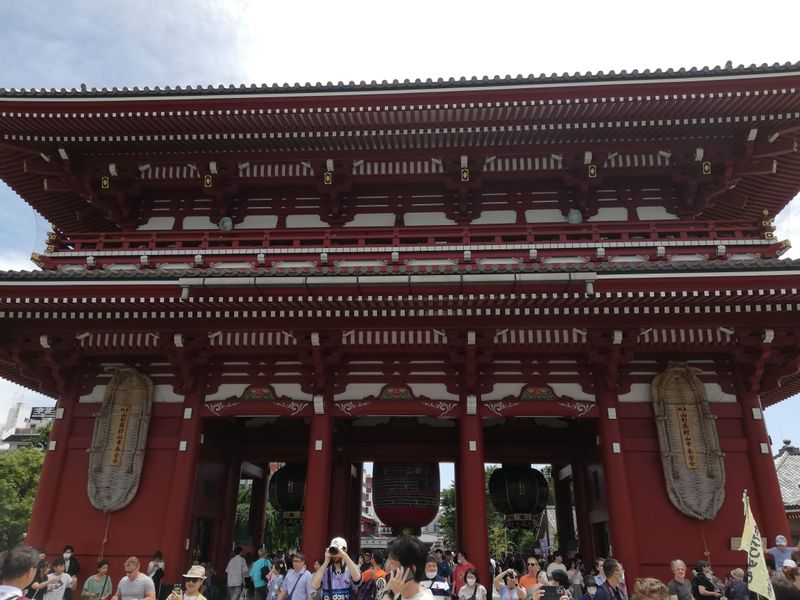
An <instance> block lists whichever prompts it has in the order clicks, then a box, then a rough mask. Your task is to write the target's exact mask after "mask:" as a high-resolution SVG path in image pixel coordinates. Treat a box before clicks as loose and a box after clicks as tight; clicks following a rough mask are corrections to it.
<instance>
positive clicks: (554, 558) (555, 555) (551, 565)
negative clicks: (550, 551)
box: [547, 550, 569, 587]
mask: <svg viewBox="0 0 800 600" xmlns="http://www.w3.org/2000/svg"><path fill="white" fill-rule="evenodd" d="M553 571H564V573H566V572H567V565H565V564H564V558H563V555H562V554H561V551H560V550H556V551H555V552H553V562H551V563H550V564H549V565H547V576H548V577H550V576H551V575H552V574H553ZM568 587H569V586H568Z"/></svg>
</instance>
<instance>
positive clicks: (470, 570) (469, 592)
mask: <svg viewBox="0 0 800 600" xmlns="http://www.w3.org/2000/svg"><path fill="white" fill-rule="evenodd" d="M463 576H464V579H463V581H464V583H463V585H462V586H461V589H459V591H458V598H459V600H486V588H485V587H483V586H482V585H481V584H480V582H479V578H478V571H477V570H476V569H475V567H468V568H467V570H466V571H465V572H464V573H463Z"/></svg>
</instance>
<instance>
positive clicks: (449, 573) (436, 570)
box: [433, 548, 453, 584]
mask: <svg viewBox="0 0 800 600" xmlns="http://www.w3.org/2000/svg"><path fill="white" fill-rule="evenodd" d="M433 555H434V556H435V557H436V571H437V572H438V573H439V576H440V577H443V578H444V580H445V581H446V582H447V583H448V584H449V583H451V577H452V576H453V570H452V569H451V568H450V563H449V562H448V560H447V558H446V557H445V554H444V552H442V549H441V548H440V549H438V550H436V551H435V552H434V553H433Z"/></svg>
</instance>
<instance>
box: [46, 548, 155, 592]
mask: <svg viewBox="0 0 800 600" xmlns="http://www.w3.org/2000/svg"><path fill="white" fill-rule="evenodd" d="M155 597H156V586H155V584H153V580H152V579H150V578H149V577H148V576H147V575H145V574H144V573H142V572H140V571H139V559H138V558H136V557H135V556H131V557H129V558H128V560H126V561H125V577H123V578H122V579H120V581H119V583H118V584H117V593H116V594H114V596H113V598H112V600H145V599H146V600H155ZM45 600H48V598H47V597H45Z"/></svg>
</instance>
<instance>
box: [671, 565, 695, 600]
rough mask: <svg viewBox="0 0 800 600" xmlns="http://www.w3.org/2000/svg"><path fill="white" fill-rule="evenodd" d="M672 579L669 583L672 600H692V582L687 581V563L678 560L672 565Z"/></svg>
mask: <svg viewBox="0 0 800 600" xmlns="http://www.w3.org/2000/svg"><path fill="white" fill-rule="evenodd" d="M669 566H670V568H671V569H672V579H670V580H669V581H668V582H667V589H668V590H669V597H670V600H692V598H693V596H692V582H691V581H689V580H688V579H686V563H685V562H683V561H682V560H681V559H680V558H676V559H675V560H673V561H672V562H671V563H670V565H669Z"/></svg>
-*-*-
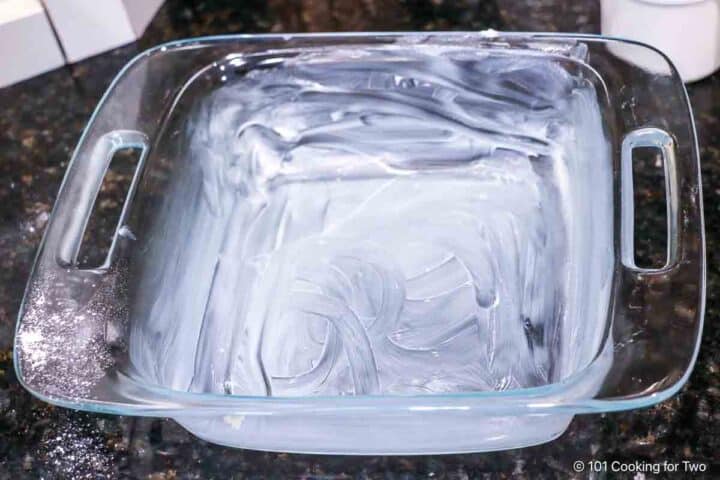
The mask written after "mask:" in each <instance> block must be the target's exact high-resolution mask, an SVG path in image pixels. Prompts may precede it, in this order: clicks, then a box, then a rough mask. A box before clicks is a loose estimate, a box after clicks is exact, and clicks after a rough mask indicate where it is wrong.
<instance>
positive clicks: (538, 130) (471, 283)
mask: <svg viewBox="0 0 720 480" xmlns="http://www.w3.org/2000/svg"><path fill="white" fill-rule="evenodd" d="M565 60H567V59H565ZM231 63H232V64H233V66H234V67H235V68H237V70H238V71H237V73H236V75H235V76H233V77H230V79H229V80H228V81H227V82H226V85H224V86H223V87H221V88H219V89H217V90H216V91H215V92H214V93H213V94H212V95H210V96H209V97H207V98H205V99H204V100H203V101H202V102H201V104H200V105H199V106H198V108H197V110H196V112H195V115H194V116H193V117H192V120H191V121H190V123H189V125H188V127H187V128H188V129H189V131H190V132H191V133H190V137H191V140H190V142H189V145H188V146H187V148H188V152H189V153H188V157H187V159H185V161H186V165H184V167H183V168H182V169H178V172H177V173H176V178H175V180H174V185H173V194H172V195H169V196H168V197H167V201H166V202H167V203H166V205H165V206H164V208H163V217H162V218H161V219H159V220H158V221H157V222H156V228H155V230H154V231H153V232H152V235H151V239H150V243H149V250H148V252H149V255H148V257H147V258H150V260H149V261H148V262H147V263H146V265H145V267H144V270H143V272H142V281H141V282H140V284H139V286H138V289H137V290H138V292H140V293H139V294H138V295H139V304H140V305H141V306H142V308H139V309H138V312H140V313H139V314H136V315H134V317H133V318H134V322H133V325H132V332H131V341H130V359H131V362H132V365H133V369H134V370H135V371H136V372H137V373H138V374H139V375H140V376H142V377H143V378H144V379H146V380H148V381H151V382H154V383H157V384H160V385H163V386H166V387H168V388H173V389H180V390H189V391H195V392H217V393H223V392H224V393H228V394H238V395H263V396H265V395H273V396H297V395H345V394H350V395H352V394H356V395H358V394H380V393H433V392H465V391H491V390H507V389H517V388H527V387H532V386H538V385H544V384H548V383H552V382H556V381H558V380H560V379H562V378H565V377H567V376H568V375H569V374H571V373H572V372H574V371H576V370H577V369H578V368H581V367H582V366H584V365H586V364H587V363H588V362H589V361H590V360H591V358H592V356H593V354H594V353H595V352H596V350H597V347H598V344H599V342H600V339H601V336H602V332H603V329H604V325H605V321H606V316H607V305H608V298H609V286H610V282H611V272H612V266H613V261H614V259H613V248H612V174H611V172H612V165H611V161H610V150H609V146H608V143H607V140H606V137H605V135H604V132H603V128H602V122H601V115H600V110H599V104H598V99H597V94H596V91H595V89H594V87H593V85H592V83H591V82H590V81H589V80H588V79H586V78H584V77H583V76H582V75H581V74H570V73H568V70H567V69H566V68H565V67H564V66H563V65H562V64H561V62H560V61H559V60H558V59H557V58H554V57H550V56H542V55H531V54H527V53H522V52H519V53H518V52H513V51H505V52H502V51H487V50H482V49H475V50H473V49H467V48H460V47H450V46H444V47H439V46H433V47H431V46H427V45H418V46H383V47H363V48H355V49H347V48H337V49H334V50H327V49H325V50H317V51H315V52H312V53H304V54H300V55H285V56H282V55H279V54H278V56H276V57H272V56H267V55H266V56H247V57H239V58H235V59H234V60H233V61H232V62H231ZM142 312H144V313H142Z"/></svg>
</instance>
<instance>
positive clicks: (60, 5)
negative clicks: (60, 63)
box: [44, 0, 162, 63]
-*-*-
▶ _Task prompt_: Render the stretch from the line containing "An <instance> block" through the line containing "box: [547, 550, 569, 587]", both included, as a JSON list of strings with one string per line and blank lines omitted.

▶ _Solution for this task_:
[
  "An <instance> block lists whichever prompts it has in the order clicks, then a box, then a rough mask. Your task is to write the target's exact mask after \"mask:\" as a high-resolution SVG path in image pixel coordinates. Treat a box before clicks as loose and a box after clicks as tight; clicks following a rough mask are corrections to it.",
  "<instance>",
  "positive clicks: (554, 558) (555, 555) (551, 565)",
  "negative clicks: (550, 551)",
  "box: [547, 550, 569, 587]"
]